(Coordinate annotation records)
========

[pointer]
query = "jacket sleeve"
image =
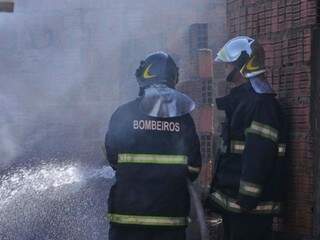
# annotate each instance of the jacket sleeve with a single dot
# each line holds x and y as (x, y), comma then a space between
(194, 156)
(111, 143)
(260, 153)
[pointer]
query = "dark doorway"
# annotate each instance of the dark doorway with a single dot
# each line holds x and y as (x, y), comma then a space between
(315, 100)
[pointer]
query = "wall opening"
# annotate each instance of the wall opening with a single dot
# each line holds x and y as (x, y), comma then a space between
(315, 99)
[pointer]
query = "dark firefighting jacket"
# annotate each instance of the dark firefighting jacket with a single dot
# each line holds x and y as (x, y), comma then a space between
(249, 173)
(154, 159)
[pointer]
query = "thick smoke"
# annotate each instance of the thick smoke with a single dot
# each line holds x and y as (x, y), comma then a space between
(65, 66)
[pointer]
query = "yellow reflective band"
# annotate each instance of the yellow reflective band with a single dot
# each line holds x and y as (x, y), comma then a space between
(194, 169)
(250, 189)
(147, 220)
(263, 130)
(282, 150)
(152, 159)
(238, 147)
(232, 205)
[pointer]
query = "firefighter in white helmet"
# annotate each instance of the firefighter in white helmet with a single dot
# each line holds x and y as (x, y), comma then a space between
(249, 173)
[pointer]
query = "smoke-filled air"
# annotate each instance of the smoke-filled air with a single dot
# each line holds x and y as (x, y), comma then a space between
(65, 66)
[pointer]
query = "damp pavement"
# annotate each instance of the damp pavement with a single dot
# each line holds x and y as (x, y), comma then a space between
(54, 201)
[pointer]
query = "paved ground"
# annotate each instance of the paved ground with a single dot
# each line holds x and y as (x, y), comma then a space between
(54, 201)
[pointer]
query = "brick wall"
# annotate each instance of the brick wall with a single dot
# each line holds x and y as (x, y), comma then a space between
(285, 29)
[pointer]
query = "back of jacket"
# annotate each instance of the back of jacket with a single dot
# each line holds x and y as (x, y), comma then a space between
(250, 170)
(153, 158)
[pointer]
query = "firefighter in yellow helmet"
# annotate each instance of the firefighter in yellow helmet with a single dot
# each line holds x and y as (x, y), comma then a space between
(249, 173)
(153, 146)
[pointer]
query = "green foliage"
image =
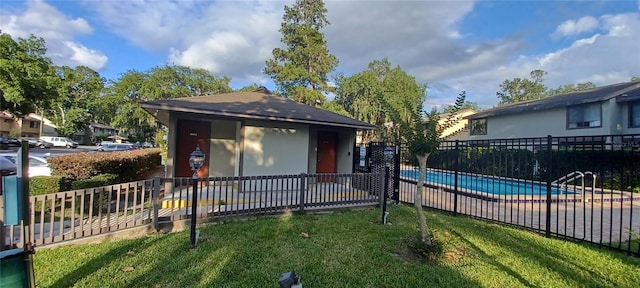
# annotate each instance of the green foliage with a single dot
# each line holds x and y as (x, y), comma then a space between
(128, 165)
(571, 88)
(40, 185)
(79, 89)
(95, 181)
(522, 89)
(121, 101)
(27, 76)
(300, 69)
(467, 105)
(381, 94)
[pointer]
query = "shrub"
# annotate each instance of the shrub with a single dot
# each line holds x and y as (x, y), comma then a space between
(95, 181)
(128, 165)
(40, 185)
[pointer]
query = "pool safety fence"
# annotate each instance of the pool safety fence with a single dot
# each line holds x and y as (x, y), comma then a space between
(72, 215)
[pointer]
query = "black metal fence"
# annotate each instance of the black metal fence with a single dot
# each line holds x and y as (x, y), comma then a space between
(583, 188)
(77, 214)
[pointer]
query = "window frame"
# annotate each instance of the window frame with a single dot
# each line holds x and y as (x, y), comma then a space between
(583, 106)
(481, 123)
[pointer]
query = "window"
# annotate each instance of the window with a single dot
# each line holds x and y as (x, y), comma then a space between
(478, 126)
(634, 114)
(584, 116)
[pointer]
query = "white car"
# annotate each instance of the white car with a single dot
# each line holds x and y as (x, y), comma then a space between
(38, 166)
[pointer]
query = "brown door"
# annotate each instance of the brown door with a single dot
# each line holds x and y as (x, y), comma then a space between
(326, 155)
(191, 134)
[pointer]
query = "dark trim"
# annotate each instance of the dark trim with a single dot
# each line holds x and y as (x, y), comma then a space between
(631, 104)
(485, 124)
(241, 150)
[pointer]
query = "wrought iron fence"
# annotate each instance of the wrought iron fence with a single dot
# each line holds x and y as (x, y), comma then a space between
(71, 215)
(584, 188)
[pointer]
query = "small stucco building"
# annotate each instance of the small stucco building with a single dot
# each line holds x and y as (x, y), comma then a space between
(254, 134)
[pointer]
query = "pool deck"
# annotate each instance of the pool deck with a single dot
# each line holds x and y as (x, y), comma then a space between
(602, 218)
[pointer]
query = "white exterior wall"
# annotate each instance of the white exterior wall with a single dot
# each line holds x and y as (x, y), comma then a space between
(224, 147)
(275, 149)
(542, 123)
(344, 151)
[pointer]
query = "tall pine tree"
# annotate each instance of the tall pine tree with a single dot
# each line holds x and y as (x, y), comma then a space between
(300, 69)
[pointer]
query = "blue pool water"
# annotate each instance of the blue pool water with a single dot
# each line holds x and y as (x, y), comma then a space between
(487, 184)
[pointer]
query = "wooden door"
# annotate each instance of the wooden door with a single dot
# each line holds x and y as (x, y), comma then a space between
(190, 134)
(326, 158)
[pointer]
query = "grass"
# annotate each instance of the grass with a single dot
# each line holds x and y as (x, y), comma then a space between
(343, 249)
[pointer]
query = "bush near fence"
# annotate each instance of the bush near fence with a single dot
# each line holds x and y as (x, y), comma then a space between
(128, 165)
(40, 185)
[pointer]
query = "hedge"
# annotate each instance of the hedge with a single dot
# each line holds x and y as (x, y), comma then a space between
(95, 181)
(40, 185)
(128, 165)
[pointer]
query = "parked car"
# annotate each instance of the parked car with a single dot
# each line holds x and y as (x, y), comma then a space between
(60, 141)
(7, 167)
(38, 166)
(35, 142)
(115, 147)
(10, 141)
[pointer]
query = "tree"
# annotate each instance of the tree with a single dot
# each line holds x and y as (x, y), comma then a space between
(78, 91)
(467, 105)
(519, 89)
(564, 89)
(379, 95)
(27, 77)
(300, 69)
(424, 138)
(248, 88)
(120, 102)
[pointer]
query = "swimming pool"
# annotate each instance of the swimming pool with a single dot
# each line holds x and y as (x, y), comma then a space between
(486, 184)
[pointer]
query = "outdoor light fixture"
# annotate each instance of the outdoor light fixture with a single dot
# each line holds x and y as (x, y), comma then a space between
(196, 160)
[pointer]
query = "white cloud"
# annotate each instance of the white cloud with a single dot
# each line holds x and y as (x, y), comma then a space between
(609, 57)
(576, 27)
(58, 31)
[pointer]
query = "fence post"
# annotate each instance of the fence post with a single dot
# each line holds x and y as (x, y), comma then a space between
(303, 190)
(384, 197)
(396, 174)
(155, 197)
(456, 167)
(547, 231)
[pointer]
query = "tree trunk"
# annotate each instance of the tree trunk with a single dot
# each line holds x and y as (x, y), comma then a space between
(422, 220)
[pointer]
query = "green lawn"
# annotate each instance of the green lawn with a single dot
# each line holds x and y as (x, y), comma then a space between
(344, 249)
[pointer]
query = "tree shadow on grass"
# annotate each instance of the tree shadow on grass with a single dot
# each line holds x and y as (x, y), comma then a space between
(572, 270)
(492, 261)
(90, 267)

========

### PROBLEM STATEMENT
All of the data above should be quoted exactly, except for the pictures.

### SOLUTION FOR THIS EXERCISE
[pointer]
query = "jacket sleeve"
image =
# annotate each instance of the jacket sleeve with a single dot
# each line holds x and y as (x, y), comma then a space between
(194, 156)
(111, 143)
(260, 153)
[pointer]
query = "dark doorway"
# annotate each instance of the dark doorway with a single dot
# each line holds x and y as (x, y), comma then a space between
(315, 100)
[pointer]
query = "wall opening"
# annotate each instance of the wall opening with a single dot
# each line holds x and y as (x, y), comma then a space between
(315, 99)
[pointer]
query = "dark firefighting jacket"
# annotate each instance of the dark firefighting jacket with a single dot
# each line holds x and y as (x, y), comma then a space between
(249, 173)
(154, 159)
[pointer]
query = "thick smoke"
# annotate each instance of the thick smoke with a single dot
# each line holds x and y as (x, y), comma then a space between
(65, 66)
[pointer]
query = "yellow reflective band"
# annotate each instance of the yellow reflective band with a single dot
# each line holds x and y as (x, y), comma then a space between
(194, 169)
(250, 189)
(147, 220)
(263, 130)
(282, 150)
(152, 159)
(238, 147)
(232, 205)
[pointer]
query = "firefighter in white helmet"
# annotate each instance of the firefighter in white helmet with a single dot
# each line holds x and y as (x, y), comma then a space between
(249, 173)
[pointer]
query = "smoke-filled air"
# annotate each instance of the smoke-filled air with a single dot
# each line holds x and y as (x, y), comma then a space between
(65, 66)
[pointer]
query = "damp pavement"
# annotate each instance of the damp pavement with a single dot
# each line holds x and y as (x, y), comma then a space between
(54, 201)
[pointer]
query = "paved ground"
# annotate each instance of the paved ground with a single dot
# each line holds x and y as (x, y), comma then a space between
(54, 201)
[pointer]
query = "brick wall"
# annotate each instance of the brick wall with a single dot
# each line holds x and y as (x, y), comma then a space between
(285, 29)
[pointer]
query = "back of jacket"
# annotate each instance of the back of jacket with a single dot
# each line holds x and y as (x, y), comma then a space between
(250, 170)
(153, 158)
[pointer]
query = "firefighter in yellow helmet"
# annotate each instance of the firefighter in yellow helmet with a single dot
# each line holds x and y as (x, y), comma then a space between
(249, 173)
(153, 146)
[pointer]
query = "green foliage"
image =
# annotate each instance of the green foliage with a single dot
# each line holds x and y as (x, y), comma then a space between
(128, 165)
(571, 88)
(40, 185)
(79, 89)
(95, 181)
(522, 89)
(121, 101)
(27, 76)
(300, 69)
(467, 105)
(381, 94)
[pointer]
query = "shrub"
# annotate each instance of the shrub with a single dot
# each line holds x and y as (x, y), comma then a space between
(95, 181)
(128, 165)
(40, 185)
[pointer]
query = "pool safety fence"
# annotate each instance of the pool safety fence with a single dot
# each line holds x and y as (x, y), comma then a space between
(72, 215)
[pointer]
query = "black metal fence"
# annotate each instance of the black metal fence with a single dot
# each line holds x and y as (x, y), comma then a space between
(583, 188)
(77, 214)
[pointer]
query = "window frame"
# annotate each instance of the window frame with a single dot
# each line holds x and y as (x, y), comma then a space between
(583, 106)
(481, 123)
[pointer]
query = "window"
# annotate each instance of the window with a single dot
# each line holds x and y as (x, y), comma then a space between
(478, 126)
(634, 114)
(584, 116)
[pointer]
query = "white car"
# annotate each instance of the white car with a single dot
# each line holds x and y as (x, y), comma then a space between
(38, 166)
[pointer]
query = "brown door"
# annotate each instance of the brown door with a single dot
# each line holds x and y as (x, y), comma then a space between
(326, 155)
(191, 134)
[pointer]
query = "dark trim"
# annotate each instance of the dark trim with a single dot
# each line holds x and y as (x, y), comma then a space between
(631, 104)
(485, 124)
(241, 150)
[pointer]
query = "wrought iron fence"
# annotate each instance of the wrought iron fence with a single dot
# each line holds x and y as (x, y), comma then a space between
(71, 215)
(584, 188)
[pointer]
query = "small stucco building"
# annotate each instance of the small stucco building with a single dot
# each line holds x and y as (x, y), comma then a space between
(254, 134)
[pointer]
query = "pool deck"
# annotate each instance of the pool deck with a single dot
# each line holds x and y as (x, y), comma then a space between
(602, 218)
[pointer]
query = "white exterior wall"
# annotate each instance of the white exterior wall with a single dot
# each line holds x and y as (x, y), comma then a space between
(224, 147)
(275, 149)
(542, 123)
(344, 151)
[pointer]
query = "tall pine tree"
# annotate each instance of the tall pine tree with a single dot
# each line holds x and y as (x, y), comma then a space between
(300, 69)
[pointer]
query = "blue pool water"
# annotate each instance of the blue pool water with a single dot
# each line holds x and y as (x, y), comma then a space between
(487, 184)
[pointer]
query = "wooden door"
# annotate each instance of the wooden door with a single dot
# each line holds x and y as (x, y), comma then a space between
(190, 134)
(326, 158)
[pointer]
query = "grass"
# annotate each instance of the grass with a single dot
# each line holds x and y as (x, y), comma then a space between
(343, 249)
[pointer]
query = "bush near fence"
# annotate each instance of the bush near fence with a single dot
# each line holds x and y as (x, y), comma then a space between
(128, 165)
(40, 185)
[pointer]
query = "hedge"
# annotate each instance of the hedge with a single dot
# each line holds x and y as (x, y), comma then a space between
(95, 181)
(40, 185)
(128, 165)
[pointer]
query = "parked car"
# annotate each instance of the parked car with a single dot
# each line holds x and y as (x, y), comma then a space between
(60, 141)
(7, 167)
(38, 166)
(35, 142)
(115, 147)
(10, 141)
[pointer]
query = "tree"
# annotate each instance of the tree with a single dot
# each line holds x and y as (x, y), comma then a space between
(78, 91)
(467, 105)
(519, 89)
(564, 89)
(379, 95)
(27, 77)
(300, 69)
(424, 138)
(248, 88)
(120, 102)
[pointer]
query = "swimming pool"
# annotate each instance of the swimming pool with a single dot
# each line holds x and y as (x, y), comma then a space between
(486, 184)
[pointer]
query = "outdoor light fixture"
# annotate each instance of the outdoor light fixture with a single dot
# each line holds x and y as (x, y), comma then a space between
(196, 160)
[pointer]
query = "white cloud"
# annotate each instance of the white cloud with a single dot
# each line holds x and y as (x, y), comma then a space between
(609, 57)
(576, 27)
(58, 31)
[pointer]
query = "fence post"
# annotate each instance of the fence post with a single dot
# each line holds x and y as (x, y), comma then a space between
(303, 190)
(384, 197)
(396, 174)
(155, 197)
(456, 167)
(547, 231)
[pointer]
query = "tree trunk"
# annotate each instance of the tree trunk with a single dot
# each line holds x and y as (x, y), comma then a space between
(422, 220)
[pointer]
query = "green lawn"
# annotate each instance of the green lawn with a single dot
# each line holds x and y as (x, y), comma then a space between
(344, 249)
[pointer]
query = "tree shadow on grass"
# annotate each instance of the tree shadow on grass with a single dot
# each line holds x and y as (x, y), comma then a space between
(572, 270)
(492, 261)
(90, 267)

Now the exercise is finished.